## Work required
Please copy the lines below word for word, all of them, and leave the pictures out.

## Listed entries

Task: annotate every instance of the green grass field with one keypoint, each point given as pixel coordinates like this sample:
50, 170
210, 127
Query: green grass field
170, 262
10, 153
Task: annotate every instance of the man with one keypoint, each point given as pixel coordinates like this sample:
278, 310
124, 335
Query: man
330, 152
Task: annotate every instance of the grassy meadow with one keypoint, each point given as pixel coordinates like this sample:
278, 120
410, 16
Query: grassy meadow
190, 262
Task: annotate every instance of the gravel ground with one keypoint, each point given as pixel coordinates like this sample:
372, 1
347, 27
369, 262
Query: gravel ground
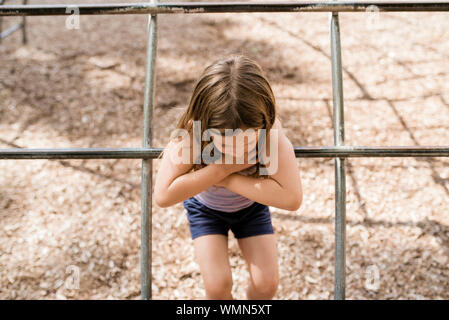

## Answer to this task
Task: annotate every instance of the green grass field with one keypoint, each point given as pixel coordinates like this sample:
50, 170
210, 127
Query: green grass field
170, 262
10, 153
Task: annotate every instance of the man with one keypoint, each point given as pixel coordinates like this sample:
278, 310
124, 335
Query: man
330, 152
Task: annotate every instance of the grassy meadow with one keypoint, each point given as pixel coordinates like this sample:
278, 120
410, 16
Query: grassy meadow
190, 262
Task: annotate every instance of the gravel ground with one keypoint, each point given as pixel coordinates like this sample:
372, 1
347, 27
369, 262
Query: gravel ground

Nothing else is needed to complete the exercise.